##### DATA RECORDS #####
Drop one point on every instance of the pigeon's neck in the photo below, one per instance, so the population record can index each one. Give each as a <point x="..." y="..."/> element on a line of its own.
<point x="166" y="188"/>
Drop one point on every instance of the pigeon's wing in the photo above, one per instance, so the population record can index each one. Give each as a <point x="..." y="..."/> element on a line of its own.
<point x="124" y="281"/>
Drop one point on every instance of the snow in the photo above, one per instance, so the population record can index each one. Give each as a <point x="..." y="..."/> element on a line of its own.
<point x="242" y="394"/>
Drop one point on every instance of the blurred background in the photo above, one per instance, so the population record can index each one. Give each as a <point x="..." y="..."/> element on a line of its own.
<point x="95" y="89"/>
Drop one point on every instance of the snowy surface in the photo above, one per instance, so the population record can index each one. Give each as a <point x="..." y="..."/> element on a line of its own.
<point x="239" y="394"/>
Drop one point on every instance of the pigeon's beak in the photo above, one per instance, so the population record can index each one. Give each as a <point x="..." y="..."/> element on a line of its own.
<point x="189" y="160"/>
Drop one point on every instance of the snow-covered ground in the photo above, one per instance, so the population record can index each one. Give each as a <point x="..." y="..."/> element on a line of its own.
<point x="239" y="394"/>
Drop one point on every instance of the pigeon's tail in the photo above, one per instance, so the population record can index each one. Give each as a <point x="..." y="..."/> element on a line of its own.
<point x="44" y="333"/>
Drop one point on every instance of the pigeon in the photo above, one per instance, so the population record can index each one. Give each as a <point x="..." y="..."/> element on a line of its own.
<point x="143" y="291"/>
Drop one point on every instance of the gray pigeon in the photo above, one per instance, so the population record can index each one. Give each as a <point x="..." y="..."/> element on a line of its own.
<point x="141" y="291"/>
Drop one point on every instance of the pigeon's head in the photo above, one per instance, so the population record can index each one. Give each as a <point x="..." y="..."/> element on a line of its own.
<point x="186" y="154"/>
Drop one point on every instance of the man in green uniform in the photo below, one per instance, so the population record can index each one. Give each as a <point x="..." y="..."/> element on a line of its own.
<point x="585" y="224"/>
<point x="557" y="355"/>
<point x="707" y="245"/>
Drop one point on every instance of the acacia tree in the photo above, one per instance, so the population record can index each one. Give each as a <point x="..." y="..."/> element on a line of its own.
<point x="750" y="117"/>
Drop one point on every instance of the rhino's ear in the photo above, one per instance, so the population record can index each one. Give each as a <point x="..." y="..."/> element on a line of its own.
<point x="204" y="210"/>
#####
• WHAT THE TASK REQUIRES: The records above are to be repeated in full, word for word.

• EXERCISE RESULT:
Drop one point on every instance of the pigeon's neck in the photo below, one per instance, so the population record can index each one. Give each as a <point x="..." y="..."/> element on a line of its own.
<point x="166" y="188"/>
Drop one point on every instance of the pigeon's wing in the photo above, one per instance, so the population record can index each one. Give each as a <point x="..." y="..."/> element on a line of its own.
<point x="124" y="281"/>
Drop one point on every instance of the snow in the photo above, one per instance, so the population record can index each one. Give each as a <point x="..." y="..."/> element on a line of its own.
<point x="242" y="394"/>
Drop one point on every instance of the blurred background in the photo above, one per instance, so the population record can index each one. Give each as a <point x="..." y="..."/> element on a line of its own.
<point x="95" y="89"/>
Drop one point on every instance of the snowy surface in the photo above, one per instance, so the population record can index each one. Give each as a <point x="..." y="..."/> element on a line of its own.
<point x="239" y="394"/>
Drop one point on every instance of the pigeon's beak in the photo above, one per instance, so the population record can index each one. Give each as a <point x="..." y="..."/> element on a line of its own.
<point x="189" y="160"/>
Drop one point on every instance of the snow-covered ground in the photo above, one per instance, so the population record can index each one. Give each as a <point x="..." y="..."/> element on a line of its own.
<point x="239" y="394"/>
Drop one point on every instance of the pigeon's tail in the photo above, one per instance, so the population record can index each one. Give each as a <point x="..." y="..."/> element on a line of its own.
<point x="44" y="333"/>
Drop one point on every instance of the pigeon in the photo above, one per instance, so the population record can index each one. Give each as a <point x="..." y="..."/> element on a line of its own.
<point x="143" y="291"/>
Drop one point on every instance of the gray pigeon in the photo above, one per instance, so the population record can index each one. Give each as a <point x="..." y="..."/> element on a line of its own.
<point x="141" y="291"/>
Drop one point on every instance of the pigeon's head in the photo above, one per instance, so the population record can index each one. Give each as a <point x="..." y="..."/> element on a line of its own.
<point x="186" y="154"/>
Drop one point on every instance of the man in green uniform in the photo below, one per instance, so the population record can index each one. Give each as a <point x="..." y="..."/> element on a line of its own.
<point x="585" y="224"/>
<point x="557" y="355"/>
<point x="707" y="245"/>
Drop one point on every instance of the acacia tree in the photo above, one per instance, so the population record can index each one. Give each as a <point x="..." y="..."/> element on a line of its own.
<point x="750" y="117"/>
Drop one point on every instance of the rhino's ear in the photo above, one per instance, so the population record can index each one. Give each as a <point x="..." y="..."/> element on a line of its own.
<point x="204" y="210"/>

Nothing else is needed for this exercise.